__Work request__. Set down all of the records word for word.
::: Excerpted data :::
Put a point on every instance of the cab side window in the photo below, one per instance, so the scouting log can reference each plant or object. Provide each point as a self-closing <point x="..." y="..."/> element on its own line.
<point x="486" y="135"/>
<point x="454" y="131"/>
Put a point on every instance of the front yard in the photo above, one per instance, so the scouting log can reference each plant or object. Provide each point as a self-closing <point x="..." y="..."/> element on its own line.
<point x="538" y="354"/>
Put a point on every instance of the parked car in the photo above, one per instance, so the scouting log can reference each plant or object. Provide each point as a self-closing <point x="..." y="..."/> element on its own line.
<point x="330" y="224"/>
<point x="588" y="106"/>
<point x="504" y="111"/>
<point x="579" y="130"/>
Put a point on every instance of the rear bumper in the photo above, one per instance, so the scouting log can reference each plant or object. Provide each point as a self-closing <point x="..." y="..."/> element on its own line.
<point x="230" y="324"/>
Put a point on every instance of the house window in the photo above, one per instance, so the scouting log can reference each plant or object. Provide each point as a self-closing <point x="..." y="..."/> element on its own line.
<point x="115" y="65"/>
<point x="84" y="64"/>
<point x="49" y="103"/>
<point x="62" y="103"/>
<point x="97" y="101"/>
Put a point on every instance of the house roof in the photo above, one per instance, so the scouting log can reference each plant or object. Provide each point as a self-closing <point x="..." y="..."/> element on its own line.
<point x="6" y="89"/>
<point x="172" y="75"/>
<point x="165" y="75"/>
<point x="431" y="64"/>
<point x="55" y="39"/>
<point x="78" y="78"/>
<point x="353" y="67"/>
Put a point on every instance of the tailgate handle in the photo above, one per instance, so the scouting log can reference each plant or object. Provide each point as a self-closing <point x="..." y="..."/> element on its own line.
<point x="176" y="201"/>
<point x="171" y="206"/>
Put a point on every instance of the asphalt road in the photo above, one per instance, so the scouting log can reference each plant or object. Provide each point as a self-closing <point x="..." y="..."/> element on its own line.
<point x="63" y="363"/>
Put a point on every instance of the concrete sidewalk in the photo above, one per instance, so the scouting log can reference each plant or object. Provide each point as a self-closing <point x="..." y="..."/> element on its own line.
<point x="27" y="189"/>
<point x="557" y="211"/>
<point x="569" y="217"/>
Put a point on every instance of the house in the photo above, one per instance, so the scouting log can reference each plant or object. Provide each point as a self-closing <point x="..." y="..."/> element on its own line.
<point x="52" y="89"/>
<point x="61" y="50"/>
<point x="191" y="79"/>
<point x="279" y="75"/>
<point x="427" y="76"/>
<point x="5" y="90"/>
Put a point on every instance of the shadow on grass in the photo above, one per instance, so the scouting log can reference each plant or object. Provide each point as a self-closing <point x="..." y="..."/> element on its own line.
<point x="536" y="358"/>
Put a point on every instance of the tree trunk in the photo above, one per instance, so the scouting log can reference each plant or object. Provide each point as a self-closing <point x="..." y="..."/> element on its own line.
:::
__Response for this exercise__.
Put a point on every instance of the cab side window in the photo below, one per instance, so the scouting log can reference each plant or object. Provide each point as a self-closing <point x="..." y="..."/> element on its own line.
<point x="486" y="135"/>
<point x="454" y="131"/>
Put a point on every instance of the front yard in the photo above, one per instance, so the scouting log can reference each plant or object. Provide each point as a self-closing <point x="..." y="..."/> element on its own line.
<point x="538" y="354"/>
Put a point on every instance of the parked car in the photo above, one per instance, so the scouting log can reference each plant or object. Provide each point as a self-closing <point x="..." y="..."/> element on its own line.
<point x="330" y="224"/>
<point x="588" y="106"/>
<point x="504" y="111"/>
<point x="579" y="130"/>
Put a point on every instance of the rear bumper in the photo above, one per instance, so the scouting log can reference each plant or object. Provide each point as a self-closing <point x="..." y="..."/> element on its own line.
<point x="230" y="324"/>
Put a point on every instance of the house window in the photo above, one per instance, so the scouting log can reference each plant or object. Provide each point as a self-closing <point x="..." y="..."/> element on its own line.
<point x="115" y="65"/>
<point x="84" y="64"/>
<point x="49" y="103"/>
<point x="62" y="103"/>
<point x="97" y="101"/>
Put a point on every instance of the house roof in the photo above, one per instance, so the scouting log can reference each plant or object. Provide each point as a self-closing <point x="..." y="..."/> element on its own line.
<point x="6" y="89"/>
<point x="172" y="75"/>
<point x="165" y="75"/>
<point x="431" y="64"/>
<point x="55" y="39"/>
<point x="78" y="78"/>
<point x="353" y="67"/>
Put a point on every instance of the tailgate handle in the photo above, one per instance, so the scouting log can reference each plant or object. Provide each point as a self-closing <point x="..." y="..."/> element on its own line.
<point x="176" y="201"/>
<point x="171" y="206"/>
Put a point on every instance of the asphalt road in the photo above, one per instance, so the scouting log can reference each plant or object. Provide each point as a self-closing <point x="..." y="..."/> element on its own line.
<point x="63" y="363"/>
Put a point on every instance of the concrete sidewalk in the photo above, one per instance, so the scouting log can reference each plant or object. Provide each point as a self-closing <point x="..." y="..."/> element on its own line.
<point x="27" y="189"/>
<point x="557" y="211"/>
<point x="569" y="217"/>
Put a point on every instance of the house in the photo above, one per instance, so the scouting log can reference each plant or object. Provide each point as a self-closing <point x="..." y="..."/> element on its own line.
<point x="52" y="89"/>
<point x="61" y="50"/>
<point x="191" y="79"/>
<point x="279" y="75"/>
<point x="427" y="76"/>
<point x="5" y="90"/>
Put a point on every instance of the shadow on grass in the photo above, one per instance, so the scouting log can reference each plant or object. Provide each point as a self-closing <point x="..." y="..."/> element on its own line.
<point x="536" y="358"/>
Put a point on every instance of the tree trunk in the photo above, one per instance, so the scouting log can reference each plant or object. Provide each point as a self-closing <point x="..." y="..."/> element on its own line.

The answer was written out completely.